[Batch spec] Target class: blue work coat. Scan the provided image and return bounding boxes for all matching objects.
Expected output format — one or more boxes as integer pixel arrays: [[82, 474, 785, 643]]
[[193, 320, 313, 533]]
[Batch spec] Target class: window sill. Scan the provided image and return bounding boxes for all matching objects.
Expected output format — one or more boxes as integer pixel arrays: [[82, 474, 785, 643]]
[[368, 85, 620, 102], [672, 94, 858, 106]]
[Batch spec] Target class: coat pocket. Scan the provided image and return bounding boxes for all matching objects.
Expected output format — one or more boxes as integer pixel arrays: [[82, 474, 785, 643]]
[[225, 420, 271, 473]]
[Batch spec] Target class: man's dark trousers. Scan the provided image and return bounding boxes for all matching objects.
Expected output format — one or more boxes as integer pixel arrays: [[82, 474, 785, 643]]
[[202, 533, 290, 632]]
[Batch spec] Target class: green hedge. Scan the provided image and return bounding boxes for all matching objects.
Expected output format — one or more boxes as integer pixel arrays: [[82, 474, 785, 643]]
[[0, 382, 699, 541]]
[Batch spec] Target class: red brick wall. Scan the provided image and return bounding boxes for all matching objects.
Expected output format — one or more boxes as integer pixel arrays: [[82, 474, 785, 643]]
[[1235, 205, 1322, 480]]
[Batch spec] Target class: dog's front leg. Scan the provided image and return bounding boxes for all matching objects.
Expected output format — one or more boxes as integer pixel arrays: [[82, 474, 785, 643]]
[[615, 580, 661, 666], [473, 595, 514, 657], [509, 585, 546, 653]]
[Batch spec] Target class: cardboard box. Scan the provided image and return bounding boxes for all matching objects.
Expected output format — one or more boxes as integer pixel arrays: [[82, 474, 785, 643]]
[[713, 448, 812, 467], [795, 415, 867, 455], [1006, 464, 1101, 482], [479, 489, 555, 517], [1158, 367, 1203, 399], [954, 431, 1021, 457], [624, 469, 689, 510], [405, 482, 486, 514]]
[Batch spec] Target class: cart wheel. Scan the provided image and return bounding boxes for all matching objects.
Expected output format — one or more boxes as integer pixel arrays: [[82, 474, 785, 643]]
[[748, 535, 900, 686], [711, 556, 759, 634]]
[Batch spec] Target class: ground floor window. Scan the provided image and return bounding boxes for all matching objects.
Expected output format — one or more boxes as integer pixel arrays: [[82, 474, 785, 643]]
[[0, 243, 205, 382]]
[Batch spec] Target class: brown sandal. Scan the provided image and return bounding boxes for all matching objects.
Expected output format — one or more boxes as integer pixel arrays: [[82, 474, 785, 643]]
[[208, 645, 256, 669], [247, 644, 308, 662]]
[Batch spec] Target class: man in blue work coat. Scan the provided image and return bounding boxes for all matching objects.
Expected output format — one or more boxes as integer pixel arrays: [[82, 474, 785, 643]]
====================
*Exercise requirements*.
Output every line of the entries above as a JSON list of strings, one string per line, leaving out blank lines.

*Response to the task*.
[
  "[Batch spec] Target class: blue work coat. Scan the provided image and return bounding boxes for all matching objects.",
  "Expected output format — one or more boxes as integer pixel arrays: [[82, 474, 785, 643]]",
  "[[193, 320, 313, 533]]",
  "[Batch spec] Target class: window sill. Scan the provided image and return bounding boxes for all matching objects.",
  "Expected output format — one or more boxes as integer pixel arrays: [[82, 474, 785, 643]]",
  "[[368, 85, 620, 102], [672, 94, 858, 106]]",
  "[Batch spec] Target class: coat pocket. Scan the provided image and return bounding boxes for all matching objects.",
  "Expected output format — one or more boxes as integer pixel arrays: [[82, 474, 785, 643]]",
  "[[225, 420, 271, 473]]",
  "[Batch spec] Target class: man's dark trousers. Scan the provided image and return bounding boxes for all matching objects.",
  "Expected output format — one or more boxes as integer pixel arrays: [[82, 474, 785, 643]]",
  "[[202, 533, 290, 632]]",
  "[Batch spec] Target class: green hedge. Scan the provided image and return bounding boxes for all matching objects.",
  "Expected output format — one or more boxes as integer pixel arrays: [[82, 474, 785, 643]]",
  "[[0, 382, 699, 541]]",
  "[Batch spec] Target class: red brick wall. Scan the provided image and return bounding boxes for all matching objects.",
  "Expected output format — one or more boxes as integer pixel arrays: [[82, 474, 785, 643]]",
  "[[1235, 205, 1322, 480]]",
  "[Batch spec] Target class: dog's front leg. Scan the provided image and return bounding boxes for all matching objects.",
  "Expected output format — one or more boxes as integer pixel arrays: [[82, 474, 785, 643]]",
  "[[615, 580, 661, 666], [473, 595, 514, 657], [509, 585, 546, 653]]",
  "[Batch spec] Target class: cardboard box. Scan the provided image and return bounding boxes for all matching objects.",
  "Expected output format — one or more boxes as integer pixel arrays: [[82, 474, 785, 643]]",
  "[[713, 448, 812, 467], [795, 415, 867, 455], [1006, 464, 1101, 482], [479, 489, 555, 517], [1158, 367, 1203, 399], [954, 431, 1021, 457], [624, 469, 689, 510], [405, 482, 486, 514]]",
  "[Batch spec] Target class: cart wheel. Scan the provided image and return bounding boxes for all matching objects.",
  "Expected output format — one or more boxes as integer pixel arrays: [[82, 474, 785, 643]]",
  "[[748, 535, 900, 686], [711, 556, 759, 634]]",
  "[Batch spec] Target class: ground floor window. Scan the provided image and return bounding boxes for all matching objects.",
  "Expected output format — one or more boxes as integer pixel arrays: [[82, 474, 785, 643]]",
  "[[0, 243, 205, 382]]",
  "[Batch spec] Target class: brown sandal. Scan the provided image and return bounding boxes for all matching objects.",
  "Expected output format — one or more boxes as integer pixel arrays: [[82, 474, 785, 643]]",
  "[[208, 645, 256, 669], [247, 644, 308, 662]]",
  "[Batch spec] Target class: man in blue work coat. Scan the provided image and return bounding boxes for all matching objects.",
  "Expected output format — one or more boxes as integer pixel arrays: [[82, 474, 785, 643]]"
]